A few items
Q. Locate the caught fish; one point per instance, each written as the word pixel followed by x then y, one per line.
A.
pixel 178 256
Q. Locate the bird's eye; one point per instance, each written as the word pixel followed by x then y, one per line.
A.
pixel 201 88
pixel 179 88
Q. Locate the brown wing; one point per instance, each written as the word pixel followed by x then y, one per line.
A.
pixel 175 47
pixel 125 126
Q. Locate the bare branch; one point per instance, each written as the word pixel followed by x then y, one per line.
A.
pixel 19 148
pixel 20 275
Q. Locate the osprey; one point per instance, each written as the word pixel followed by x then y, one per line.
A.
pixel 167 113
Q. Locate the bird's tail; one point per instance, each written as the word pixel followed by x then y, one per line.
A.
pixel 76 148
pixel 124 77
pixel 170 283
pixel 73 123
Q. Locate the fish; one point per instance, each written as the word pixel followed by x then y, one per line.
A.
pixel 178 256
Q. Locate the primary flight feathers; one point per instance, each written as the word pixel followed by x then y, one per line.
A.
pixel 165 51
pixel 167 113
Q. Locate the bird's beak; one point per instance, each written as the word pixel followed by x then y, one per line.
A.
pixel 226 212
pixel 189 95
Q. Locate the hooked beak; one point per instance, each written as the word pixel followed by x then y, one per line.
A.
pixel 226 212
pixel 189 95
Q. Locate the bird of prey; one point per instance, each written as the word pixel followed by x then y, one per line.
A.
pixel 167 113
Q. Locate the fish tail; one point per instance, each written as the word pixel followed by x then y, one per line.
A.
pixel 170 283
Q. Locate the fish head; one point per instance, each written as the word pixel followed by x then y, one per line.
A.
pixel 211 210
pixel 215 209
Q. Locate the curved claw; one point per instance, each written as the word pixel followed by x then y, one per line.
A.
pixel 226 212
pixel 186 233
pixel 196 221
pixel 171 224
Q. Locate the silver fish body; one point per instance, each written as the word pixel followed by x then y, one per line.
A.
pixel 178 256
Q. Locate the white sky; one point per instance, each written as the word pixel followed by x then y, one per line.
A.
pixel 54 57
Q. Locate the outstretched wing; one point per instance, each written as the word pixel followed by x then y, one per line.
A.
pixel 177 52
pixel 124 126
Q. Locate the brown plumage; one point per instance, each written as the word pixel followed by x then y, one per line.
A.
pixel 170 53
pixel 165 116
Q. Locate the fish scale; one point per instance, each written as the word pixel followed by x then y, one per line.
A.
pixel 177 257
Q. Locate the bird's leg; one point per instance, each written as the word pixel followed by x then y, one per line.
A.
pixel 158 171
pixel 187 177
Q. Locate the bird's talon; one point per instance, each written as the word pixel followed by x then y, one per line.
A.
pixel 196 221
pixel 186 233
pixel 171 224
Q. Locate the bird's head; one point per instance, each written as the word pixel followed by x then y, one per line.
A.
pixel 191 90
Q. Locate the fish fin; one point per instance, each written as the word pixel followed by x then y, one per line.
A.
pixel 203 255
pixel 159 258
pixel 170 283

Given problem: Please copy the items above word for word, starting at the line that contains "Q. Locate the osprey;" and ending after the line that contains "pixel 215 209".

Task answer:
Q. Locate the osprey; one point per instance, each written as the word pixel followed by x then y, one per line.
A.
pixel 167 113
Q. Locate the bird's tail; one point per instance, each written as the word pixel followed by x then y, one per line.
A.
pixel 76 148
pixel 124 77
pixel 170 283
pixel 73 123
Q. Locate the fish; one point per instance, each written as the word pixel followed by x then y, one per line.
A.
pixel 178 256
Q. Locate the primary flight feathers; one point per instance, each written as the word pixel followed by x then y, one per line.
A.
pixel 165 51
pixel 167 113
Q. Locate the bird's beak; one point per instance, each written as the word pixel followed by x then y, one per line.
A.
pixel 226 212
pixel 189 95
Q. Locate the hooked beak; one point per instance, each written as the word pixel followed by x then y, one per line.
A.
pixel 226 212
pixel 189 95
Q. Locate the bird of prey; one point per instance, each written as the word pixel followed by x then y, one per line.
A.
pixel 167 113
Q. Locate the fish tail; one point per instance, each written as the word pixel followed by x then y, one per line.
A.
pixel 170 283
Q. Locate the fish head; one point per instance, each written as the word pixel followed by x then y, one per line.
A.
pixel 211 210
pixel 215 209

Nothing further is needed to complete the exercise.